Objective >> Change "building" to "storefront" in the records starting at the line containing "like point(26, 109)." and ending with the line containing "point(56, 116)", leaving everything else the same, and give back only those lines.

Extracted data >>
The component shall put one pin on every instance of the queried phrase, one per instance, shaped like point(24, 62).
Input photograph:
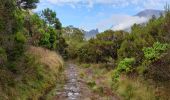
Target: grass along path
point(78, 88)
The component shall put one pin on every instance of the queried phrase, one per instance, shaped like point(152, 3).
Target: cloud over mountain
point(114, 3)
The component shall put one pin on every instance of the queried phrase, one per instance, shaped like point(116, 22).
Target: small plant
point(123, 66)
point(85, 65)
point(20, 38)
point(154, 52)
point(91, 83)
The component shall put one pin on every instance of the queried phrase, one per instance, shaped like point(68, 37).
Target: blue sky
point(102, 14)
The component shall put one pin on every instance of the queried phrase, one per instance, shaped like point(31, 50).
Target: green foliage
point(50, 18)
point(20, 38)
point(3, 57)
point(44, 41)
point(27, 4)
point(86, 65)
point(102, 48)
point(154, 53)
point(124, 66)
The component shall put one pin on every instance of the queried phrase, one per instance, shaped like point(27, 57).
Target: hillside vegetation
point(137, 62)
point(37, 72)
point(29, 64)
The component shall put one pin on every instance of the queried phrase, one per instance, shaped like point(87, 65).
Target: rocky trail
point(76, 88)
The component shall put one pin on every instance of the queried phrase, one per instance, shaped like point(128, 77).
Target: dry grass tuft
point(49, 58)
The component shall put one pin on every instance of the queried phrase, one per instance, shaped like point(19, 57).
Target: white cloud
point(120, 22)
point(114, 3)
point(128, 22)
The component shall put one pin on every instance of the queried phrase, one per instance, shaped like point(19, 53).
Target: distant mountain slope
point(149, 13)
point(140, 18)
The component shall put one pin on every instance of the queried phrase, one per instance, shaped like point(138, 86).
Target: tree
point(27, 4)
point(50, 18)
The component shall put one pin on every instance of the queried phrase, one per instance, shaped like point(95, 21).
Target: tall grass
point(37, 72)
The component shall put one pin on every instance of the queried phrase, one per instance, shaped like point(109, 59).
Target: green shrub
point(20, 38)
point(154, 52)
point(85, 65)
point(91, 83)
point(124, 66)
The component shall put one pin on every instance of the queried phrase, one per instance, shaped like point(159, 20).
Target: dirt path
point(76, 88)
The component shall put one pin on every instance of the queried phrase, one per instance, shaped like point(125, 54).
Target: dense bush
point(124, 65)
point(154, 53)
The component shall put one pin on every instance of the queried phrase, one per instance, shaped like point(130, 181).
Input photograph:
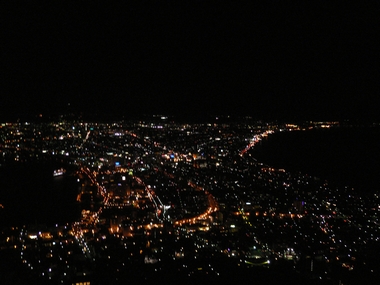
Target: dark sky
point(272, 60)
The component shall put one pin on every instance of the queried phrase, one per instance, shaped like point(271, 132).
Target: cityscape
point(161, 201)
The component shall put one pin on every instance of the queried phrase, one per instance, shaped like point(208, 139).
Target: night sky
point(269, 61)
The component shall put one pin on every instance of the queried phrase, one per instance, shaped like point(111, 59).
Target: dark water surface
point(30, 194)
point(343, 156)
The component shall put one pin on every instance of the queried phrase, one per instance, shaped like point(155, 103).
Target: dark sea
point(344, 156)
point(31, 195)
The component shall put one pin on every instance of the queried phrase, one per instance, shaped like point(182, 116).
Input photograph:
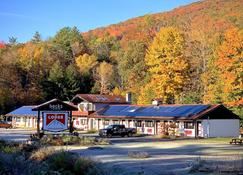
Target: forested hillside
point(192, 54)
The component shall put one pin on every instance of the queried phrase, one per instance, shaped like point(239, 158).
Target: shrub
point(138, 154)
point(62, 161)
point(42, 154)
point(83, 165)
point(92, 131)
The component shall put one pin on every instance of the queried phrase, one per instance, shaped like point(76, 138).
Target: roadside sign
point(55, 121)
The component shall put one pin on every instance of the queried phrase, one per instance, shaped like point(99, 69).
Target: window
point(83, 121)
point(138, 123)
point(189, 125)
point(18, 119)
point(115, 122)
point(149, 124)
point(106, 122)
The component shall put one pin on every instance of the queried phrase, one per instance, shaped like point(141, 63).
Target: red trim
point(213, 107)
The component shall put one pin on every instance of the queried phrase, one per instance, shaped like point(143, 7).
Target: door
point(199, 129)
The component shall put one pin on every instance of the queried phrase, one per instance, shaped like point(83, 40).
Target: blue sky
point(21, 18)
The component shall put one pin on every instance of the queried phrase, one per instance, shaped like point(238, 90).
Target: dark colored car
point(4, 124)
point(117, 130)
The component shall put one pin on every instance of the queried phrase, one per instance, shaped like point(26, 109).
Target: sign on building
point(55, 121)
point(56, 116)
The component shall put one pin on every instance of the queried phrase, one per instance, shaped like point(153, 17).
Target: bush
point(138, 154)
point(92, 131)
point(42, 154)
point(72, 140)
point(62, 161)
point(83, 165)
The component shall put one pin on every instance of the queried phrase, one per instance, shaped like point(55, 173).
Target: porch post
point(38, 124)
point(70, 122)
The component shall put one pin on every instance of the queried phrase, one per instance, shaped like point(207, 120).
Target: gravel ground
point(166, 157)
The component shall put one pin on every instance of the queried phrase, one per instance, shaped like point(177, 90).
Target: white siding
point(221, 128)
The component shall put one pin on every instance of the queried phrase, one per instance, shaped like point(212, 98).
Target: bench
point(236, 141)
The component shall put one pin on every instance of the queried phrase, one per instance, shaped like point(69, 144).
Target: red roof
point(98, 98)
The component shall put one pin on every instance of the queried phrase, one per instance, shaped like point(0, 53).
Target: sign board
point(55, 121)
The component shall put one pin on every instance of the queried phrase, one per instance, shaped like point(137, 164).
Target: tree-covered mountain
point(192, 54)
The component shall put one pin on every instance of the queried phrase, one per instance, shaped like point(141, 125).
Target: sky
point(22, 18)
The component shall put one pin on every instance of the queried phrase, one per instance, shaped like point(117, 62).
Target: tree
point(167, 65)
point(55, 84)
point(36, 38)
point(12, 40)
point(85, 63)
point(105, 77)
point(67, 44)
point(132, 68)
point(230, 66)
point(72, 85)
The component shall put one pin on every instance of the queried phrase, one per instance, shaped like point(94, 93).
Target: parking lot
point(165, 156)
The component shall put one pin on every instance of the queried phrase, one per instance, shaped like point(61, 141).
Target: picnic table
point(236, 141)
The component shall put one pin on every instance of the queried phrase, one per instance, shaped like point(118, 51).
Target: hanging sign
point(55, 121)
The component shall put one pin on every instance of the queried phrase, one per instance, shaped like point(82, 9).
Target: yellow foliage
point(105, 74)
point(30, 55)
point(167, 64)
point(85, 63)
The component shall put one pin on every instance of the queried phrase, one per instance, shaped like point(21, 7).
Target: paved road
point(166, 156)
point(21, 135)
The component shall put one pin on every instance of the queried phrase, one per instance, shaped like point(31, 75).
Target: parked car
point(4, 124)
point(117, 130)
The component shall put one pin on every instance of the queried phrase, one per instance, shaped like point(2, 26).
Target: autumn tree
point(85, 63)
point(71, 82)
point(36, 38)
point(132, 68)
point(105, 75)
point(167, 65)
point(67, 44)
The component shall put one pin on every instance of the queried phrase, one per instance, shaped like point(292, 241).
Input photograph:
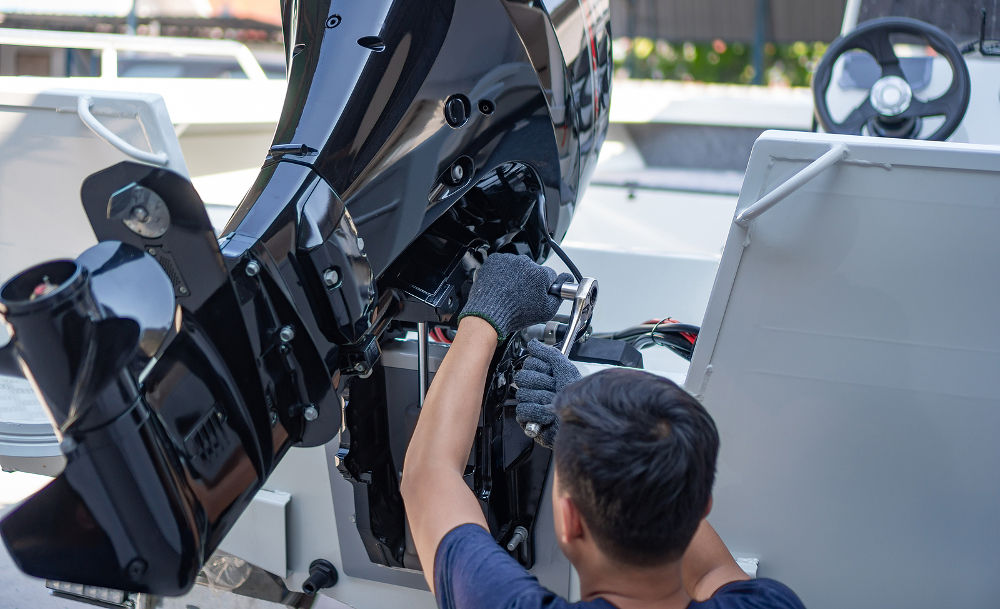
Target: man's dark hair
point(636, 453)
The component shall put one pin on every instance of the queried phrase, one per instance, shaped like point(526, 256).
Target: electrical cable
point(543, 224)
point(667, 332)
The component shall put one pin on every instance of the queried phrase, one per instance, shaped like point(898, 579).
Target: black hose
point(540, 210)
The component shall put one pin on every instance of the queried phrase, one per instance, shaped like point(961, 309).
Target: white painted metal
point(830, 158)
point(849, 357)
point(224, 125)
point(851, 11)
point(46, 153)
point(260, 535)
point(83, 110)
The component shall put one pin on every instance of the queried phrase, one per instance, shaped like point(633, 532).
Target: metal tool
point(583, 296)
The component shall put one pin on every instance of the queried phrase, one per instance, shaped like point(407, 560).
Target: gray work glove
point(511, 293)
point(545, 373)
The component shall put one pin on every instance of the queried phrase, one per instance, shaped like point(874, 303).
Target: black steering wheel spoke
point(858, 118)
point(941, 106)
point(890, 102)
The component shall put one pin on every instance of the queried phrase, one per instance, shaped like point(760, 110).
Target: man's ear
point(572, 522)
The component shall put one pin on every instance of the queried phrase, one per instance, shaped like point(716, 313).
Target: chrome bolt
point(331, 277)
point(140, 213)
point(520, 534)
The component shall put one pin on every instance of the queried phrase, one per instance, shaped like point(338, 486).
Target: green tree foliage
point(717, 61)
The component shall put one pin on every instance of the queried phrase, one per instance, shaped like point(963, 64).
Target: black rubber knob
point(322, 574)
point(456, 110)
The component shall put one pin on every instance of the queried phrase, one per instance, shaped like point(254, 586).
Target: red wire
point(691, 338)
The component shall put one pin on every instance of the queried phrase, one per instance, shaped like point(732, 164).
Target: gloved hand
point(511, 293)
point(545, 373)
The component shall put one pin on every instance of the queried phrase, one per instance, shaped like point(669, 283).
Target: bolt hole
point(373, 43)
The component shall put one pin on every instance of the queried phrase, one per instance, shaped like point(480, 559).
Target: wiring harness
point(670, 333)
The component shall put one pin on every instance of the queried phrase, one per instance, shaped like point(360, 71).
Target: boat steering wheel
point(891, 110)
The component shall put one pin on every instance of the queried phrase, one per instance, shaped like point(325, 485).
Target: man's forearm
point(447, 424)
point(434, 491)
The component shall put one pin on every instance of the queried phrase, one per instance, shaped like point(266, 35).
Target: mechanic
point(634, 466)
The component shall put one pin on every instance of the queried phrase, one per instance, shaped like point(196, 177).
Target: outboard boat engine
point(178, 368)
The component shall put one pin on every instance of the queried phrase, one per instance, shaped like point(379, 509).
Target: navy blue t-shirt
point(472, 572)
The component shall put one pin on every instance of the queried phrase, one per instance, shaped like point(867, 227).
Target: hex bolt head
point(520, 534)
point(140, 213)
point(331, 277)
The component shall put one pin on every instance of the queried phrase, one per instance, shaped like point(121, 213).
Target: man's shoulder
point(761, 593)
point(472, 571)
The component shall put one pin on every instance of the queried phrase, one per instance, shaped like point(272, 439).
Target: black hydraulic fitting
point(322, 574)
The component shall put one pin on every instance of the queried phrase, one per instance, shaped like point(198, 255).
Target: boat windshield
point(960, 19)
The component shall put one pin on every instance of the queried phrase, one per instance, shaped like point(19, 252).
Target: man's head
point(635, 461)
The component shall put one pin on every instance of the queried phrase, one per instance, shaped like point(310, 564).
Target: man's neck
point(635, 587)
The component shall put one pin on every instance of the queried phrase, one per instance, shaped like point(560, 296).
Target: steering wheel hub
point(891, 96)
point(890, 108)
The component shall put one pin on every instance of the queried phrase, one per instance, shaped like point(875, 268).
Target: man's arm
point(707, 564)
point(434, 492)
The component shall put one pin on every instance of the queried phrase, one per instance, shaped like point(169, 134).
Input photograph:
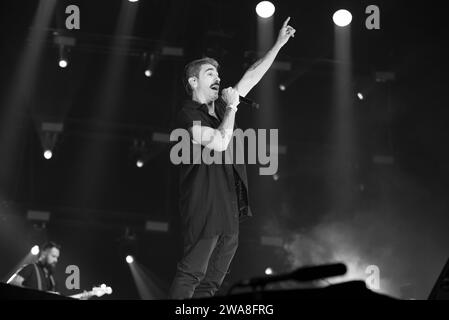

Worked answer >>
The component shall put one pin on every instance of the queried phrase, one per instance, shaped like point(26, 109).
Target: sign on storefront
point(55, 121)
point(56, 116)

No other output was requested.